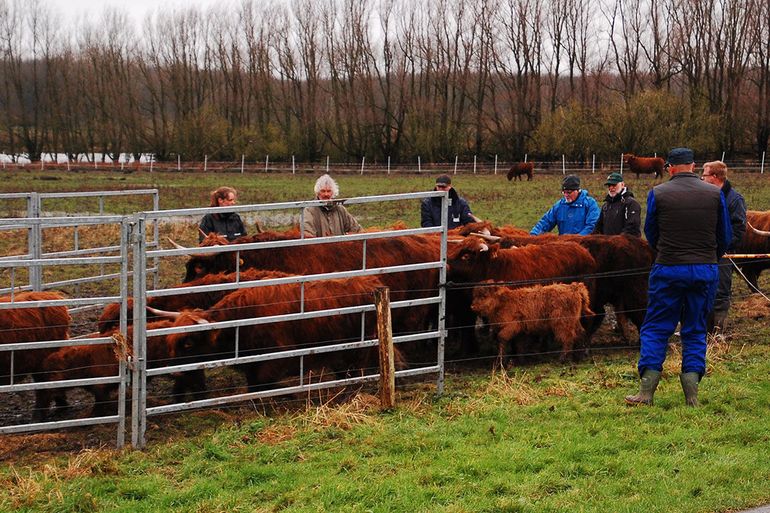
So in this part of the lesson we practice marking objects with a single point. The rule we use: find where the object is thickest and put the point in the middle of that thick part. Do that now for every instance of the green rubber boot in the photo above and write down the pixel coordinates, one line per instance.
(690, 382)
(647, 386)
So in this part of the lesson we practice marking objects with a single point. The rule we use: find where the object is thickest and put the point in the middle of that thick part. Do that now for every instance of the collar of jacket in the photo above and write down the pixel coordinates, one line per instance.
(579, 201)
(452, 195)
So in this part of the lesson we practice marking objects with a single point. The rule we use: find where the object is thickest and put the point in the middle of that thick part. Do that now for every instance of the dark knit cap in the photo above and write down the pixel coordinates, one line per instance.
(571, 182)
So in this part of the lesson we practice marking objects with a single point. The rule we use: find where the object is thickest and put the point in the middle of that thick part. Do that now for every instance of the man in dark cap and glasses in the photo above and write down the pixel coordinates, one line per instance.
(621, 213)
(575, 213)
(688, 225)
(459, 210)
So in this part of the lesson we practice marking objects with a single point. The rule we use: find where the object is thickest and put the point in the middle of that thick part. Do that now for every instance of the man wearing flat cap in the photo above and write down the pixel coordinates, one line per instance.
(688, 225)
(459, 210)
(621, 213)
(575, 213)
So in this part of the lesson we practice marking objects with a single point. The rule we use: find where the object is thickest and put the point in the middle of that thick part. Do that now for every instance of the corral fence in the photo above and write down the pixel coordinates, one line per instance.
(82, 265)
(477, 164)
(139, 253)
(40, 207)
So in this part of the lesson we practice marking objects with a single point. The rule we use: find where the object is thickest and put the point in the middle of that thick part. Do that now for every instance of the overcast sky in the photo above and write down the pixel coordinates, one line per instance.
(136, 8)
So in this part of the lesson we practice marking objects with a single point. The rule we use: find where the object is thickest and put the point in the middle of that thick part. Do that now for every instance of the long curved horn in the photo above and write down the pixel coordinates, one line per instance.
(88, 335)
(758, 232)
(485, 236)
(163, 313)
(175, 244)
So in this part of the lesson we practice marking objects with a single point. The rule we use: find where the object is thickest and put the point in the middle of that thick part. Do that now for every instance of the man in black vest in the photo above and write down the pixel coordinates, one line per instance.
(688, 225)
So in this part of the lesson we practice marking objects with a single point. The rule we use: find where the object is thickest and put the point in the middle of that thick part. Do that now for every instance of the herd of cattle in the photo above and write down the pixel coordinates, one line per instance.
(528, 291)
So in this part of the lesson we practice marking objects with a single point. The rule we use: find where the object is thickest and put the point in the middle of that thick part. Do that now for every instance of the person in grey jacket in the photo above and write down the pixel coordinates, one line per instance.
(715, 173)
(329, 219)
(621, 213)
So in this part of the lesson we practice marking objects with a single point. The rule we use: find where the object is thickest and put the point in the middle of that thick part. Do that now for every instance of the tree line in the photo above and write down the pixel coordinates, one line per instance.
(389, 79)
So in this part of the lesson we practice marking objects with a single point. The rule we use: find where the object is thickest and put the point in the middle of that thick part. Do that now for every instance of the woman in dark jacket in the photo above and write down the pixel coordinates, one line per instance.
(228, 224)
(621, 213)
(459, 211)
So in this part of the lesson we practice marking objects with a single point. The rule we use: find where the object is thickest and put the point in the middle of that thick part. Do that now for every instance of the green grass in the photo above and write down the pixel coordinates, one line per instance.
(542, 438)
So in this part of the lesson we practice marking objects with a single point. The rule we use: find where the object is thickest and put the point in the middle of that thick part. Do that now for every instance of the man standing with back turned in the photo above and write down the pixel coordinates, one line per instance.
(688, 224)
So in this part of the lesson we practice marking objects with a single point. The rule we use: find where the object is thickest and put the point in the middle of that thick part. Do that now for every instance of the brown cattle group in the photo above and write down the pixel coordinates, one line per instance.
(529, 292)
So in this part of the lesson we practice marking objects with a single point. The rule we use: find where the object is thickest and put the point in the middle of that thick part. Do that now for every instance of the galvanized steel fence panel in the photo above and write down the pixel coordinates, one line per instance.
(140, 410)
(121, 378)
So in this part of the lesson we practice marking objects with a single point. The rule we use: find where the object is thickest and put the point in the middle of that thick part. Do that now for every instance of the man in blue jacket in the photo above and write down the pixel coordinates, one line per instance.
(688, 225)
(575, 213)
(715, 173)
(459, 210)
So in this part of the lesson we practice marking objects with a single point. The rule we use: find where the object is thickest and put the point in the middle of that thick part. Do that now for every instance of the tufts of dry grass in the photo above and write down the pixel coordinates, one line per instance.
(510, 386)
(359, 410)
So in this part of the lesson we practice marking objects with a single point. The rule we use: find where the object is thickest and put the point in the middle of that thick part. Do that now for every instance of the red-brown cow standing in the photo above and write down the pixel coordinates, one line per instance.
(551, 310)
(521, 168)
(344, 256)
(264, 338)
(754, 243)
(30, 324)
(99, 361)
(644, 165)
(474, 260)
(623, 264)
(110, 318)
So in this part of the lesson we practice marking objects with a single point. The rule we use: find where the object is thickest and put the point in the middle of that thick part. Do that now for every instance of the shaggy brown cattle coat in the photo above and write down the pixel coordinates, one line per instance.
(285, 299)
(110, 318)
(623, 264)
(30, 325)
(98, 361)
(644, 165)
(474, 260)
(345, 256)
(540, 310)
(521, 168)
(754, 243)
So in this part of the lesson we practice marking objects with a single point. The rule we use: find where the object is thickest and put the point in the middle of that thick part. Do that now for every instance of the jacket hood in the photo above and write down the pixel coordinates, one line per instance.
(579, 200)
(626, 193)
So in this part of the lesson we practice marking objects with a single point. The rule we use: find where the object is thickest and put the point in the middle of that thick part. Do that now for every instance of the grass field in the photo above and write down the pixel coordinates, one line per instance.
(539, 438)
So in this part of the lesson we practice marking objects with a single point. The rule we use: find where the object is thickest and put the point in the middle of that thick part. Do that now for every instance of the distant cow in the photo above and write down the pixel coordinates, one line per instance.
(550, 310)
(644, 165)
(521, 168)
(99, 361)
(755, 241)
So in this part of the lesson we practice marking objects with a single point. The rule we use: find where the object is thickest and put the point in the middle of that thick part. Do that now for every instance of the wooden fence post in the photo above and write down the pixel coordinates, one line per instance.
(385, 335)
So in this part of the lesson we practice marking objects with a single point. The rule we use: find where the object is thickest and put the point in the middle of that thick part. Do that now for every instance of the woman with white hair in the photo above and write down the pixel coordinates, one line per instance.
(329, 219)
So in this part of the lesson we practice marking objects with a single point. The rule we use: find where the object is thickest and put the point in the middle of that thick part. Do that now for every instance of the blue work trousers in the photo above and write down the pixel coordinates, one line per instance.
(678, 294)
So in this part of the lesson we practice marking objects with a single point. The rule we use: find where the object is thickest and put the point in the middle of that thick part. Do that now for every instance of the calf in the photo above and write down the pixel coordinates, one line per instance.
(546, 310)
(100, 361)
(521, 168)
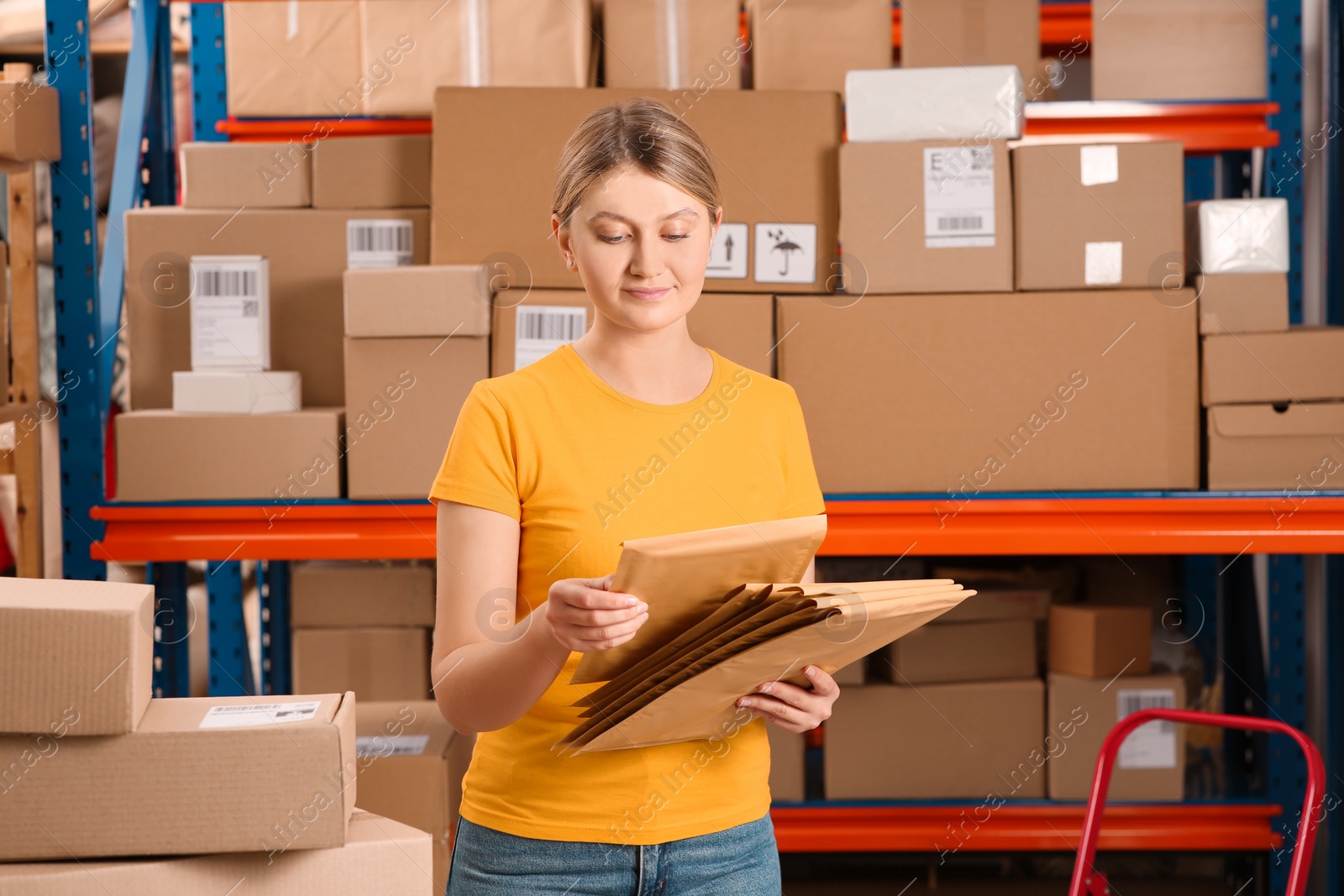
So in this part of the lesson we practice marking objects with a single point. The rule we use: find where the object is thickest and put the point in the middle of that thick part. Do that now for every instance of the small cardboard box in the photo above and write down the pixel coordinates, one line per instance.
(76, 658)
(1101, 642)
(978, 741)
(376, 664)
(380, 856)
(198, 775)
(1100, 215)
(346, 594)
(1303, 364)
(1079, 714)
(927, 217)
(165, 456)
(371, 172)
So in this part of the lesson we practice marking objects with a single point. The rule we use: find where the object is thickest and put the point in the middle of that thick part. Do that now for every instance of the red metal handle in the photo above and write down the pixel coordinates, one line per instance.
(1089, 880)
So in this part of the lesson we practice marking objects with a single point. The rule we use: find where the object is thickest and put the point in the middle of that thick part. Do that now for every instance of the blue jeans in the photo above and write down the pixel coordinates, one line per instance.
(737, 862)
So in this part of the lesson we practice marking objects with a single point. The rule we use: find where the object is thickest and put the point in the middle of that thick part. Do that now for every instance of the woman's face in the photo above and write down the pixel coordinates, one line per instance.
(640, 246)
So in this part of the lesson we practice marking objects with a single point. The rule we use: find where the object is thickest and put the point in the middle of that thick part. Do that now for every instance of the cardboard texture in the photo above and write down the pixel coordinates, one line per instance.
(671, 46)
(774, 152)
(376, 664)
(380, 856)
(1294, 448)
(307, 251)
(1303, 364)
(346, 594)
(76, 658)
(995, 391)
(1079, 714)
(403, 396)
(371, 172)
(1100, 642)
(1099, 215)
(165, 456)
(195, 777)
(976, 741)
(1242, 302)
(906, 208)
(965, 652)
(1179, 50)
(810, 45)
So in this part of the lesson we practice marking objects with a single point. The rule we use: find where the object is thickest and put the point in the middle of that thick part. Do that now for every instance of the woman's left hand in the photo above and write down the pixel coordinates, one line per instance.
(790, 707)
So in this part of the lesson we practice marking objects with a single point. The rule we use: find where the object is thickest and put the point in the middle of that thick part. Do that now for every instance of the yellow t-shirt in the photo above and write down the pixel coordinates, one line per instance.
(582, 468)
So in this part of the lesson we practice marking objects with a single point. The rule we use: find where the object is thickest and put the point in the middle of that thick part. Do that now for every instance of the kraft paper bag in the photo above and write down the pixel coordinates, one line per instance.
(685, 578)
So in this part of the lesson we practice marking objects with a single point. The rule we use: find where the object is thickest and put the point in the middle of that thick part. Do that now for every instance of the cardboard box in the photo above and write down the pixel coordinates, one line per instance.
(335, 594)
(1100, 642)
(647, 43)
(198, 775)
(1010, 391)
(1242, 302)
(971, 33)
(307, 251)
(1179, 50)
(376, 664)
(1099, 215)
(319, 71)
(1304, 364)
(418, 300)
(76, 658)
(252, 175)
(1294, 448)
(965, 652)
(165, 456)
(380, 856)
(371, 172)
(495, 155)
(402, 402)
(1151, 766)
(927, 217)
(974, 741)
(506, 43)
(810, 45)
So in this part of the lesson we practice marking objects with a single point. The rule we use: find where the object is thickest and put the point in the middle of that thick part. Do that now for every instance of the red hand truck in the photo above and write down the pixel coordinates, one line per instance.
(1089, 882)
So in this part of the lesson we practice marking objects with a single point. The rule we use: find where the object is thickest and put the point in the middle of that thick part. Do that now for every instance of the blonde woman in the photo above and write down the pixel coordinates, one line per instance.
(631, 430)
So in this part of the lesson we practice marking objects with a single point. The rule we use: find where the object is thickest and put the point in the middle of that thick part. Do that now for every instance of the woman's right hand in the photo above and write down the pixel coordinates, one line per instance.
(585, 614)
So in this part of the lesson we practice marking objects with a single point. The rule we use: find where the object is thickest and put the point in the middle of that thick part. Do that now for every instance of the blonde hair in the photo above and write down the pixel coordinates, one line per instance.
(643, 134)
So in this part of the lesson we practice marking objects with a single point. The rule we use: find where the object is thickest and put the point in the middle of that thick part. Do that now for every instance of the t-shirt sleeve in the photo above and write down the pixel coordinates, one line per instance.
(480, 465)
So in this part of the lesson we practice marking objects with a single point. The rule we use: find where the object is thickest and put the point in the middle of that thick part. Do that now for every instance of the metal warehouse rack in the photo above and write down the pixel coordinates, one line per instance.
(1200, 524)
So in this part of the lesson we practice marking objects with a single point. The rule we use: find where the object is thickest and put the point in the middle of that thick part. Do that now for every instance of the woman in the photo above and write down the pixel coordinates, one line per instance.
(632, 430)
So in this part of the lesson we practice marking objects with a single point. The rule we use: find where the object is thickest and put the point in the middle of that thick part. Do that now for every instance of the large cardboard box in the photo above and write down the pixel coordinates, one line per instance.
(1010, 391)
(978, 741)
(165, 456)
(774, 152)
(198, 775)
(402, 396)
(380, 856)
(671, 46)
(810, 45)
(1100, 215)
(76, 658)
(376, 664)
(927, 217)
(389, 170)
(1294, 448)
(1151, 765)
(307, 253)
(1179, 50)
(1304, 364)
(333, 594)
(971, 33)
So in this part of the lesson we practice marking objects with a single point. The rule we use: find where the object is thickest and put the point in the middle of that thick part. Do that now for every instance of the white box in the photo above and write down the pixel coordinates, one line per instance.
(895, 105)
(237, 391)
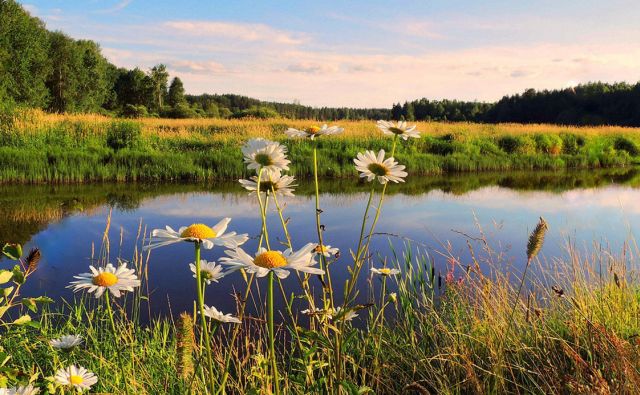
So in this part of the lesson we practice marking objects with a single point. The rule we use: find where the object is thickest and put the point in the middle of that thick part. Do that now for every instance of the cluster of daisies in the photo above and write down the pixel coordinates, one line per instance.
(269, 160)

______________________________

◆ Task item: Extract the run of lines from the line holding "of the white" through the final line of the material above, exactly and inclusively. Leave the pictures behind.

◆ Output for this task:
So in this part of the lesson we practice marking objects with a single point. The rule we use: find where the object is thickest and put the point in the middle of that thick part. Do that now for every instance of the white box in the photo above and write down the pixel coordinates, one line per instance.
(895, 105)
(237, 391)
So in this part of the lesson we practice marking objects with a single point. The rule we use: find where the object is thickest and put the point in the middle of that thick part. Do that now for every instance of the cluster of daisies in the photo above and write down the pixel coordinates, one line per instance.
(269, 160)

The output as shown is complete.